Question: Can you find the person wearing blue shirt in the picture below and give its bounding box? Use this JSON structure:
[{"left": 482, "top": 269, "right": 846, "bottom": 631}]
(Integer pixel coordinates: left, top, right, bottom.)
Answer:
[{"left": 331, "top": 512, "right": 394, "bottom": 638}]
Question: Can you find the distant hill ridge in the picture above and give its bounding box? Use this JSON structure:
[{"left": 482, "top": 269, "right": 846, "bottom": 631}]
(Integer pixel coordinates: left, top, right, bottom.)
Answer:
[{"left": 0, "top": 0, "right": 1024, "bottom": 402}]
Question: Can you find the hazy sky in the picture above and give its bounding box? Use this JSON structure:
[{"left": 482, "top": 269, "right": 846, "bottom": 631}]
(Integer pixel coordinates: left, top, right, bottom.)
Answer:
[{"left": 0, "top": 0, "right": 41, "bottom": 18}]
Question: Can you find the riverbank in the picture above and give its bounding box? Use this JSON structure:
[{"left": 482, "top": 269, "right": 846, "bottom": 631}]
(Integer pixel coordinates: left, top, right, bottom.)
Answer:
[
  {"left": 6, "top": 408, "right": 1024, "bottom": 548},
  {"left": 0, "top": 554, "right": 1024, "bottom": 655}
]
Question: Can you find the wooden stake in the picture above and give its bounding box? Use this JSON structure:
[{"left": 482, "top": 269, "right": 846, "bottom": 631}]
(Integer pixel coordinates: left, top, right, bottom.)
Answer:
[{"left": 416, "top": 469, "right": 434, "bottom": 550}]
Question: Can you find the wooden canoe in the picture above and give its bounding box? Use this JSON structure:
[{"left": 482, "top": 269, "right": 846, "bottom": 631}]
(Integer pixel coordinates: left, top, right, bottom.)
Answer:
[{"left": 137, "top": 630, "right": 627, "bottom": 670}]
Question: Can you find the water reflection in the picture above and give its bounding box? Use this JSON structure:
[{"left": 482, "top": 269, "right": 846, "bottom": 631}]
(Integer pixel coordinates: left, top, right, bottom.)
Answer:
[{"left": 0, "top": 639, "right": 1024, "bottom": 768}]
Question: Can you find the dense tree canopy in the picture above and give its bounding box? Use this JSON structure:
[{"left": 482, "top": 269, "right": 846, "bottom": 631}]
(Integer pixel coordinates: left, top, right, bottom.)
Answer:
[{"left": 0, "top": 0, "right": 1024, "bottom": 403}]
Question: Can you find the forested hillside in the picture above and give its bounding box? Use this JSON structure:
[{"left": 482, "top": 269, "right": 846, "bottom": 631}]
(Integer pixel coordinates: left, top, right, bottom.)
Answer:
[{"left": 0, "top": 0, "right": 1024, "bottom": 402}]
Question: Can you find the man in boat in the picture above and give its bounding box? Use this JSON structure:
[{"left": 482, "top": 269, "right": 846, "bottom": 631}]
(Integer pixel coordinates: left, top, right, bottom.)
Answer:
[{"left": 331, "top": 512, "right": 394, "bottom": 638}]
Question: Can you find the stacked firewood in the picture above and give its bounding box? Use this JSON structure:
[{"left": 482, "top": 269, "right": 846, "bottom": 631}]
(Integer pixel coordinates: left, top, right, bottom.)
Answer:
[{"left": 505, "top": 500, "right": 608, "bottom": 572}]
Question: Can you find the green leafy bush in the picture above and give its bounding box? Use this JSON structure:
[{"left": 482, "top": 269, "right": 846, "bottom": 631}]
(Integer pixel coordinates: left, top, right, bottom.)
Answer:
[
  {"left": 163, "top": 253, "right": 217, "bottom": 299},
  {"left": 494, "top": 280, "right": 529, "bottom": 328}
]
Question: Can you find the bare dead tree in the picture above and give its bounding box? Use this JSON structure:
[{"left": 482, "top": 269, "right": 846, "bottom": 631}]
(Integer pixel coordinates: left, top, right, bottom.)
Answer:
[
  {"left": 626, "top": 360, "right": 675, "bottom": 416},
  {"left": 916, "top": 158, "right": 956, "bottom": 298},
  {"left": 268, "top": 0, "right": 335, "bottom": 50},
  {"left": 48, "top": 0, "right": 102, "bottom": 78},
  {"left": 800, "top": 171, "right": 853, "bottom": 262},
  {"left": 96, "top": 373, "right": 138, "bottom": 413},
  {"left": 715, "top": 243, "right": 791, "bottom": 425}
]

---+---

Directions - Reproduce exactly, with nothing added, the lines from the one that contains "Question: Can you find the green" to the end of the data.

Final result -
Question: Can you find the green leafy bush in the picture above and give its bounding box? Use this JSON structure:
[{"left": 482, "top": 269, "right": 846, "bottom": 631}]
(Integer pixel coordinates: left, top, right, bottom.)
Answer:
[
  {"left": 163, "top": 253, "right": 217, "bottom": 299},
  {"left": 494, "top": 280, "right": 529, "bottom": 328}
]
Question: Can you find the bare dead tree in the picture above and give its bounding box? Use this JSON structure:
[{"left": 482, "top": 269, "right": 846, "bottom": 631}]
(Integer pixel coordinates: left, top, right, bottom.)
Answer:
[
  {"left": 626, "top": 360, "right": 675, "bottom": 416},
  {"left": 916, "top": 158, "right": 956, "bottom": 298},
  {"left": 268, "top": 0, "right": 335, "bottom": 50},
  {"left": 48, "top": 0, "right": 102, "bottom": 78},
  {"left": 800, "top": 171, "right": 853, "bottom": 262},
  {"left": 96, "top": 373, "right": 138, "bottom": 413},
  {"left": 715, "top": 243, "right": 791, "bottom": 425}
]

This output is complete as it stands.